• [Records from a pointing dataset]

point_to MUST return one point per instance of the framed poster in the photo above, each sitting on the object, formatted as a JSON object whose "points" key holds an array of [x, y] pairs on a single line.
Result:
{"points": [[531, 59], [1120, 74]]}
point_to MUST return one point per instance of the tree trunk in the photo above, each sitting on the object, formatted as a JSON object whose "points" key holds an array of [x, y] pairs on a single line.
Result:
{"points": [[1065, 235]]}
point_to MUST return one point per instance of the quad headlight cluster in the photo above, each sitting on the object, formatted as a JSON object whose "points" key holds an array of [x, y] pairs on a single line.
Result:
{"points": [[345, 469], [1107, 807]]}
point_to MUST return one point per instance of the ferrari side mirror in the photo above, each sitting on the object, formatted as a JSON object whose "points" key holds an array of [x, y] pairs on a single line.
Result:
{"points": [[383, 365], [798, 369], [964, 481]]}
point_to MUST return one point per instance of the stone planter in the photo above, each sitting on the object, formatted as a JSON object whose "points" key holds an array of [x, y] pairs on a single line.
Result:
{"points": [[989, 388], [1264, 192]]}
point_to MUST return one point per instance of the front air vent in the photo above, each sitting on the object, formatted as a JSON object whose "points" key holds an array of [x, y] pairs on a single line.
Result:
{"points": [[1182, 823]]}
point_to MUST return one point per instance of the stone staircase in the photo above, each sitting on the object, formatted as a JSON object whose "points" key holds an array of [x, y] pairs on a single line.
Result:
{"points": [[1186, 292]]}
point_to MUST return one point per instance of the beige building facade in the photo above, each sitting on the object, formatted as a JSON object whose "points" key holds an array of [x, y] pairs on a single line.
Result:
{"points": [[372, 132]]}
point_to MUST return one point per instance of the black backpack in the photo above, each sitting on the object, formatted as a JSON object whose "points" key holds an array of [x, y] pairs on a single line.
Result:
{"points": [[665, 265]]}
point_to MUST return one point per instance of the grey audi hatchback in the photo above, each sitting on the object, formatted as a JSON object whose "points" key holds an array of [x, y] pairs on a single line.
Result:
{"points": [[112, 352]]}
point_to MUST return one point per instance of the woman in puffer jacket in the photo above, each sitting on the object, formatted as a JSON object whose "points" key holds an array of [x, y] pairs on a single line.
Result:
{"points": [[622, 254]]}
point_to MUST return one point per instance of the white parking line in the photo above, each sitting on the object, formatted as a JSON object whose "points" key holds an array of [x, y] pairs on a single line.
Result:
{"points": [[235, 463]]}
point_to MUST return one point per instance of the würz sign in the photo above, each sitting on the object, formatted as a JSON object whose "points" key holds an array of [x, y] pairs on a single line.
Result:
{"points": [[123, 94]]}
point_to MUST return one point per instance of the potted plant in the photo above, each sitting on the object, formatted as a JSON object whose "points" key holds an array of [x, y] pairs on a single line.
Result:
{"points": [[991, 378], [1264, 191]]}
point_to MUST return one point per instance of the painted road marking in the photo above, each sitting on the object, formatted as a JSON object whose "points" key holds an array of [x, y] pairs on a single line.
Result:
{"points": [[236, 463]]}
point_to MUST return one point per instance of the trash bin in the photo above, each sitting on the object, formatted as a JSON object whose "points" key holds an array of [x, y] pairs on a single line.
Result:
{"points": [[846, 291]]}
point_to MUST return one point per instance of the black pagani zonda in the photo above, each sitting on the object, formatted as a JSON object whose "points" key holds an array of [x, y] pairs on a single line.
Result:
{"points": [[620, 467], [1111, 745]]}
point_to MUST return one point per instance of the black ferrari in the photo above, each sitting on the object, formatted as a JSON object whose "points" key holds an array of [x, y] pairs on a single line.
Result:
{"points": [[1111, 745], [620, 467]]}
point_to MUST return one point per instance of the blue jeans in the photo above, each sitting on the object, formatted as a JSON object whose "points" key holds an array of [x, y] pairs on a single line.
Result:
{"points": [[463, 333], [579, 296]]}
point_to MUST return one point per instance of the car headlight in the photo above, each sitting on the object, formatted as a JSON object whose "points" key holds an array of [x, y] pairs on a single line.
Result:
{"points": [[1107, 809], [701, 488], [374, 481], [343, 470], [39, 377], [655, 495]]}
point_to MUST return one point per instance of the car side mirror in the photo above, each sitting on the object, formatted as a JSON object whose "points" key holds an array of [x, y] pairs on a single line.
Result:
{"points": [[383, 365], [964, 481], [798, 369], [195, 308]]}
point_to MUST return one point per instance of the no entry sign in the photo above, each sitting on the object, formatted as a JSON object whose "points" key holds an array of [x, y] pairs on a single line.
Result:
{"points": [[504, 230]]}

• [Task objective] Rewrite all of the lines above with each "Result" changed to "Output" and nothing else altered.

• [Output]
point_to MUST return one point per instance of the framed poster in the photo above, each sitting on the object, formatted as a JSON object whose "points" key holds an array of [x, y] pairs on a single line.
Output:
{"points": [[531, 59], [1120, 74]]}
point_to MUST return one point per instance of the tree trunk in the photo above, each sitting on the object, formatted as a JSON object whose "points" key holds an array of [x, y] pairs on a single line.
Output:
{"points": [[1065, 235]]}
point_to MUST return one point per instance of the quad headlight cluster in the photo above, each sitting on the object, formatted as a JSON object whose "points" key holds an array of [x, y] pairs on a single line.
Output:
{"points": [[345, 469], [1107, 807]]}
point_to MUST return one point per instance of the ferrari side mirror in the photo above, each sitting on the object, formatted as a JSON object whose "points" key holds an array of [x, y] pairs on a single line.
Output:
{"points": [[383, 365], [798, 369], [964, 481]]}
point_to MUST return one point per instance of the stone planter in the photo above, each sitting on the object, formatted as a JSON object whose "points" key holds an array of [x, y] pairs on a single line.
Output:
{"points": [[989, 388], [1264, 192]]}
point_to MUST return one point per instance of the front air vent in the photo above, each sitting on the object, formatted as a JSON object whose "points" key holds an array of [x, y] pairs on a single line.
Output:
{"points": [[1182, 823]]}
point_to MUST return one point per instance of the stone staircase in the photo above, each sitting on the object, formatted as a JSON object whose "points" key holds an array of [x, y] pairs on a single line.
Output:
{"points": [[1186, 292]]}
point_to MUST return one point per instance of the beige building facade in the photo above, each sitting on the object, formatted as a JSON object whose "points" key holds an array of [x, y] pairs on a single line.
Output:
{"points": [[372, 132]]}
point_to MUST return one point per instance of the black backpack in the photo above, each sitting on the object, formatted as a JSON object whose "points" key holds an array of [x, y] pairs on a single line.
Output:
{"points": [[665, 265]]}
point_to MUST return one point per instance of the grey audi hatchback in the photo above, each sitting on the object, formatted as a JSON object whose "points" key holds an array of [x, y] pairs on a single line.
Output:
{"points": [[112, 352]]}
point_to MUST return one point per instance of the woman in puffer jacket in the photo above, each sitting on the object, formatted as a JSON object whose "points" key holds an array of [x, y] pairs on a single line.
Output:
{"points": [[622, 254]]}
point_to MUST return one point per instance of the white parking line in the photo above, each sitting on the object, formatted as a JSON object whose "points" key holds an array of [x, y] pairs on a single line.
Output:
{"points": [[235, 463]]}
point_to MUST return one point per instance of the würz sign in the photo above, each sitting on the object, formatted as a JSON object whose "points" key holds an array of [x, y] pairs on a single line.
Output:
{"points": [[123, 94]]}
point_to MUST return one point per instance of the potted plant in the photo above, each sitting on the object, formatted as a JSON object whose "points" key holds an array of [x, y] pairs on a single line.
Output:
{"points": [[991, 378], [1264, 191]]}
point_to MUST return one point per instance of the painted road marking in the photo above, each sitting on the object, formatted as a JSON object whose "points" key holds an array of [x, y] pairs on a single line.
Output:
{"points": [[236, 463]]}
point_to MUST return one point per instance of the trash bin in the photo above, each sitting on the object, formatted as a JSON object whose "points" key holds an array of [x, y] pairs on a single line.
Output:
{"points": [[846, 291]]}
point_to MUST return one point per instance of the black pagani zonda in the photo above, each sitting on the object, formatted as a JSON object whose "points" key holds an array of [x, y] pairs on a single line.
Output:
{"points": [[620, 467], [1111, 745]]}
point_to MUST return one point per instance of the black ferrari in the photo above, each sitting on the object, formatted as a JSON object whose "points" key holds an array of [x, y] pairs on a single line.
Output:
{"points": [[1111, 745], [620, 467]]}
point_to MUST return one point per instance of the blue jeans in the photo above, each sitting on the object, formatted as a JSON object whose "points" key holds an array of [x, y] pairs on a single line.
Output:
{"points": [[463, 333], [579, 296]]}
point_to MUST return one point per instance of the car headlight in the photo above, each sitting on the object, formatted as a JSON object whose "points" key holds an array of [x, y] pairs on a single line.
Output:
{"points": [[1107, 809], [701, 488], [374, 481], [343, 470], [39, 377], [655, 495]]}
point_to MUST return one point per instance of the car side mirror in the photo above, each sitting on the object, formatted as a JSON object whose "points" key holds an array of [x, y] pairs on a single line.
Output:
{"points": [[383, 365], [964, 481], [798, 369], [195, 308]]}
point_to MUST return one point per instance of the no entry sign in the photo above, each sitting on the object, formatted as a JSON object whose "points" key holds an array of [x, y] pairs on a single line.
Output:
{"points": [[504, 230]]}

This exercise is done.